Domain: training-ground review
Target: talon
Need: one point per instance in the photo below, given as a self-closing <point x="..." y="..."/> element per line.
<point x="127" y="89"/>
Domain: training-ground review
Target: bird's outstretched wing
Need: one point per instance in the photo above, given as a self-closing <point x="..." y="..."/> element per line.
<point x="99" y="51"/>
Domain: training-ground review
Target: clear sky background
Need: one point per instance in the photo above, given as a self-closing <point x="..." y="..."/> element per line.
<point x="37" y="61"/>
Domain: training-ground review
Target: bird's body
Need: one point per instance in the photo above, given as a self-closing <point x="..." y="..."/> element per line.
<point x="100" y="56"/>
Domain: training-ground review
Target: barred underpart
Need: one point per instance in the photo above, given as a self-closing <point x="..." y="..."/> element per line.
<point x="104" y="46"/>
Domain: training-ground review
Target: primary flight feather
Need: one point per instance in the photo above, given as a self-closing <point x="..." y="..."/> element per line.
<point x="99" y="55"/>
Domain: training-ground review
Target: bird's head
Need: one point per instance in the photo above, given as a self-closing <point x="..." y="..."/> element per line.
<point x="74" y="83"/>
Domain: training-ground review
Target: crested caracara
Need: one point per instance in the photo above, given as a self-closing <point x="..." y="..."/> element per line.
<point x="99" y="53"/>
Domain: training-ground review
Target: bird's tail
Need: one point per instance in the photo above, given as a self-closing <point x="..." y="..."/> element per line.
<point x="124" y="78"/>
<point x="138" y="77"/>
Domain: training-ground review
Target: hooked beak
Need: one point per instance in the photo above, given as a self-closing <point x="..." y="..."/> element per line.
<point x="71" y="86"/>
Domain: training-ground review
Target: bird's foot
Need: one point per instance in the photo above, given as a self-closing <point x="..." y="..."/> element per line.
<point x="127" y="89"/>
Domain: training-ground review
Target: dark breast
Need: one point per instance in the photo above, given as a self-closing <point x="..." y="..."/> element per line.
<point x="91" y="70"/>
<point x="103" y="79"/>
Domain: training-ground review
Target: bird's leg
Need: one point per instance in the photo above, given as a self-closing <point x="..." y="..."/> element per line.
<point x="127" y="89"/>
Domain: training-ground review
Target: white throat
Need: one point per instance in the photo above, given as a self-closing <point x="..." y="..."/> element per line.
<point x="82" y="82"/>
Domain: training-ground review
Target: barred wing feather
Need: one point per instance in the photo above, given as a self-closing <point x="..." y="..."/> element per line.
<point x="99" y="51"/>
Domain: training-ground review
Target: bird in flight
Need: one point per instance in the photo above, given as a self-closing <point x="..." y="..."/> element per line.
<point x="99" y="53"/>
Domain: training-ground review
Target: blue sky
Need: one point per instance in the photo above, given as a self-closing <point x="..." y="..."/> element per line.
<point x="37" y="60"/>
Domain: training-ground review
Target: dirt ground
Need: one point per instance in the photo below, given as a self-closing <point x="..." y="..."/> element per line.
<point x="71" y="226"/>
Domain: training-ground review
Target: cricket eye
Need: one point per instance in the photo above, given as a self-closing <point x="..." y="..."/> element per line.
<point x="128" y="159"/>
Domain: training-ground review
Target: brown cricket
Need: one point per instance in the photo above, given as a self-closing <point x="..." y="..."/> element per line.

* _Description of the task_: Only the lines from the start of the material through the line containing "Target: bird's body" should be repeated, and they should be repeated exactly.

* _Problem solution_:
Domain: training-ground review
Target: talon
Need: one point per instance in the photo below, given as a self-closing <point x="..." y="..."/> element per line.
<point x="127" y="89"/>
Domain: training-ground review
Target: bird's outstretched wing
Need: one point per instance in the photo above, given as a self-closing <point x="..." y="..."/> element per line.
<point x="99" y="51"/>
Domain: training-ground review
Target: clear sky background
Need: one point per instance in the photo above, given as a self-closing <point x="..." y="..."/> element per line.
<point x="37" y="61"/>
Domain: training-ground review
Target: bird's body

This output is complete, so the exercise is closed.